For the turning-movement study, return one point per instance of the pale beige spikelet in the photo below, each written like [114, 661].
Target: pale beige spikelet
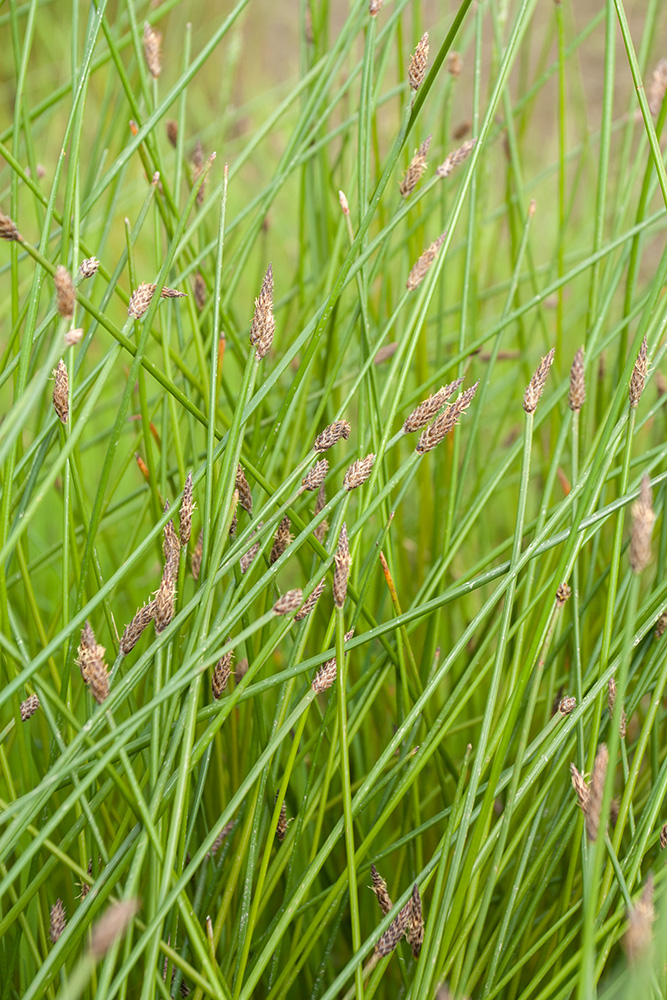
[61, 391]
[111, 926]
[29, 707]
[428, 409]
[535, 387]
[420, 269]
[339, 430]
[65, 292]
[455, 158]
[418, 63]
[643, 519]
[263, 325]
[358, 472]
★ ★ ★ ★
**Work to complete**:
Copy the entries above word for word, leaving out the pictures.

**Solution to this exercise**:
For the turning-movement study, return one point per instance of the pale beige spikelet in the photo below, each written like [114, 661].
Target: pale beige spikelet
[61, 391]
[111, 926]
[29, 707]
[428, 409]
[535, 387]
[420, 269]
[339, 430]
[65, 292]
[455, 158]
[418, 63]
[643, 519]
[263, 325]
[358, 472]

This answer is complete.